## Dataset items
******************************

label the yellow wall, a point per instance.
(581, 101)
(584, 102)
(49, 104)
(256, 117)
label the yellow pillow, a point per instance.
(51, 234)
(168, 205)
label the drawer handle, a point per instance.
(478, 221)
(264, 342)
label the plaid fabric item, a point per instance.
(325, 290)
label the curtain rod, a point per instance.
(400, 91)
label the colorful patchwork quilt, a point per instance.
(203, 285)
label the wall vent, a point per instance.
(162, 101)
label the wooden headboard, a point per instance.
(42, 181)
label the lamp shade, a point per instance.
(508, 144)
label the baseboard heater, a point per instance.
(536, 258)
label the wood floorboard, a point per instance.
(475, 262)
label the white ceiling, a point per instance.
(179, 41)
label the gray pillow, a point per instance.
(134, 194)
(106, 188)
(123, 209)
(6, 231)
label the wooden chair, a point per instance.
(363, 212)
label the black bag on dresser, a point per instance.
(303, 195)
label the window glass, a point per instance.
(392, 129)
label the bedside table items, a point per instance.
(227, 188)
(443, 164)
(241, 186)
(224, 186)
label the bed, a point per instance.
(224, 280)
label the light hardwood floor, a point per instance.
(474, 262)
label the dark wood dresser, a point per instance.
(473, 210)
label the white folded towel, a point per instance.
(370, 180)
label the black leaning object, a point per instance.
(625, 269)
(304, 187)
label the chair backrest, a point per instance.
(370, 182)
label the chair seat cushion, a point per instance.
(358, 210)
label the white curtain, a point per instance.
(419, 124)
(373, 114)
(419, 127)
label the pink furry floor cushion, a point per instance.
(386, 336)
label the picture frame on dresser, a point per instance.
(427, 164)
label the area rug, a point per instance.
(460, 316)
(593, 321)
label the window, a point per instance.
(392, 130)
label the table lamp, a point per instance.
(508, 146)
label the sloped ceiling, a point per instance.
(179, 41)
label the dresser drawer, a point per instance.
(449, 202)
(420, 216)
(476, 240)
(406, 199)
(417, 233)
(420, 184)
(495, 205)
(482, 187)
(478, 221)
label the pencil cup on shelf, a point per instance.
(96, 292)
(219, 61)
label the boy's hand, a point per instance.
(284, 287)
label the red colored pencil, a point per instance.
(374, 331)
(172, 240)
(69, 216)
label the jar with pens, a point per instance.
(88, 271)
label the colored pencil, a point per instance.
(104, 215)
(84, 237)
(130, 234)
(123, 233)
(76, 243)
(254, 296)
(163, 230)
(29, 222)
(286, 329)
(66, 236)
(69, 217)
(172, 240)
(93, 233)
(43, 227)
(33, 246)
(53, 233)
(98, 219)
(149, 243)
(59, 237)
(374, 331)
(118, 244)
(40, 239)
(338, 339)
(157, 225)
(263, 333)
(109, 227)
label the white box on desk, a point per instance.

******************************

## What is expected
Return, without any changes, only the lines of the records from the line containing "label the jar" through the final line of the records.

## Response to the exercise
label the jar with pens, a point per instance.
(88, 271)
label the colored pencil, a point per instance.
(104, 215)
(84, 237)
(130, 234)
(123, 233)
(76, 243)
(254, 296)
(163, 230)
(29, 222)
(286, 329)
(66, 236)
(69, 217)
(172, 240)
(93, 233)
(43, 227)
(33, 246)
(53, 233)
(98, 219)
(149, 243)
(59, 237)
(374, 331)
(118, 244)
(40, 239)
(338, 339)
(157, 225)
(263, 333)
(109, 227)
label the white box on desk, a point per instance.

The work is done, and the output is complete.